◆ GIVEN TASK
Rewrite the data below, replacing "shelf" with "rack" and keeping everything else the same.

◆ RECORDS PROVIDED
◇ ◇ ◇

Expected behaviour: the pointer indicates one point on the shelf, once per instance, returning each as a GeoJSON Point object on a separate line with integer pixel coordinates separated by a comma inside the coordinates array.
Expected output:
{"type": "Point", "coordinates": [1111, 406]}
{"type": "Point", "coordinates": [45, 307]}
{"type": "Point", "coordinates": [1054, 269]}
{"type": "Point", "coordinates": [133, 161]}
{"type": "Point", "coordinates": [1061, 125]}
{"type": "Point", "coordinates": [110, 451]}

◇ ◇ ◇

◆ WRITTEN ANSWER
Expected behaviour: the pointer indicates one point on the rack, once per instance, returning each as a GeoJSON Point object on a separate line with integer pixel coordinates separated by a comma inside the coordinates array.
Expected output:
{"type": "Point", "coordinates": [1111, 406]}
{"type": "Point", "coordinates": [45, 307]}
{"type": "Point", "coordinates": [1054, 269]}
{"type": "Point", "coordinates": [133, 161]}
{"type": "Point", "coordinates": [1061, 125]}
{"type": "Point", "coordinates": [110, 451]}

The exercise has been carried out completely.